R Markdown Tutorial
This is an introduction to data visualization (in R).
We will be using ggplot2 to plot our data. Let’s make sure you have that installed.
## Loading required package: ggplot2
## Loading required package: tidyr
## Loading required package: forcats
We will use the data from the Baker 2016 paper, again.
# Load in our data:
baker2016 = read.table('baker2016_artificial.txt', header = T)| job | familiar_reproducibility | significance_crisis | proportion_reproducible |
|---|---|---|---|
| PhD Student | Fairly familiar | There is a slight crisis of reproducibility | 70% |
| Student | Very familiar | There is a significant crisis of reproducibility | 50% |
| PhD Student | Fairly familiar | There is a significant crisis of reproducibility | 60% |
| Student | Very familiar | There is a slight crisis of reproducibility | 20% |
| PhD Student | Very familiar | There is a slight crisis of reproducibility | 90% |
| PhD Student | Very familiar | There is a slight crisis of reproducibility | 80% |
Basic Plot Types
The basic structure of a gpplot looks as follows. You call ggplot, pass over some data, specify aesthetics using aes() and detmine the geometry using one (or several) of the following (or many more) options:
geom_point()geom_bar()geom_boxplot()geom_col()geom_hist()geom_density()
Let’s create our first plot of the data. We are plotting a barplot of the data’s column familiar_reproducibility which (non surprisingly) shows us how familiary respondents were with the term ‘Open Science’.
ggplot(baker2016, aes(x= flagged)) +
geom_bar()Now imagine we wanted to use that same plot structure to plot some other variable, i.e the respondents research field. To do so, we’d just replace x=familiar_reproducibility with x=field. Easy. Remember, you can check what other columns are available by running colnames(baker2016) on the command line. Try out a few.
Let’s try out a different plot type. Histograms can be a great way to plot data distributions. Let’s plot participants’ responses to the question ‘What percentage of the research in your field do you think is reproducible?’. The column you are looking for is called proportion_reproducible, so we would plot the histogram as follows:
ggplot(baker2016, aes(x = proportion_reproducible)) +
geom_histogram(stat="count")What is your message?
______________________________
Task details. Summarize the tutorial in two sentences. The material that comes next is separate from the tutorial.

Given information.
______________________________
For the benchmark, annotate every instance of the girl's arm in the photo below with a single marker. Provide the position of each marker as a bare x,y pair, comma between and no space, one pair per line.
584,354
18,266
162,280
______________________________
Answer in full. The tutorial introduces data visualization in R with ggplot2, using data from the Baker 2016 paper. It explains that a ggplot call takes data, aesthetics set with aes(), and a geometry, then walks through a barplot of the familiar_reproducibility column and a histogram of the proportion_reproducible column.